About this exercise>
Whenever a line of the data below holds the string "roof", copy that line.

[Records for this task Boundary: Start]

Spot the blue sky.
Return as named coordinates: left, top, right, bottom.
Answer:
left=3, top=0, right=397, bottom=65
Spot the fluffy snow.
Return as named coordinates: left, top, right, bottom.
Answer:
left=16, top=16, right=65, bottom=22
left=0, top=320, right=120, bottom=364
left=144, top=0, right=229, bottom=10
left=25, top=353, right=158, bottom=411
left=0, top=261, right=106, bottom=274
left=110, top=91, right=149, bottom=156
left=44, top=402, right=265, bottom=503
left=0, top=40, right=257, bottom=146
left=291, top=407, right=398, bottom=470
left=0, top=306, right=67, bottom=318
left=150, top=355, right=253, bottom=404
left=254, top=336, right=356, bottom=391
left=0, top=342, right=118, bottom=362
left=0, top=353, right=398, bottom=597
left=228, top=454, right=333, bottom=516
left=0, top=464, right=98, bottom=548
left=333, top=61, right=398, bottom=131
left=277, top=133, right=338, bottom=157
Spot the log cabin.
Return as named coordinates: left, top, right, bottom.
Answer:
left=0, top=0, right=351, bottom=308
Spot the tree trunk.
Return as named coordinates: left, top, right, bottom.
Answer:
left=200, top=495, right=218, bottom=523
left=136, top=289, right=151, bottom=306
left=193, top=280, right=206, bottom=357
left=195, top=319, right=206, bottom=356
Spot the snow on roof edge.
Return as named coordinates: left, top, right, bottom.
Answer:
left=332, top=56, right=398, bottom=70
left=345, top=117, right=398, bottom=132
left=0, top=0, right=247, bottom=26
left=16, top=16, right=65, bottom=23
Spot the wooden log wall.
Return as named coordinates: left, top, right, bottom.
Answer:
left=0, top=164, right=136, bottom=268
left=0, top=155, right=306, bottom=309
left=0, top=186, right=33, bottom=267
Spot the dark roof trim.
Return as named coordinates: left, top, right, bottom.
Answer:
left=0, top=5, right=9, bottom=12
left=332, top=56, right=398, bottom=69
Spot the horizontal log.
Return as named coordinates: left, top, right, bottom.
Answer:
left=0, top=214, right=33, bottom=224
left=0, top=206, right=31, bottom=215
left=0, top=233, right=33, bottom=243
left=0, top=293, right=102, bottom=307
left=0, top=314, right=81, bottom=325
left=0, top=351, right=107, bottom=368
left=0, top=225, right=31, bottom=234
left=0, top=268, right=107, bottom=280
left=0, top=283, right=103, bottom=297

[Records for this task Boundary: End]

Task answer>
Spot the snow on roof edge.
Spot the dark roof trim.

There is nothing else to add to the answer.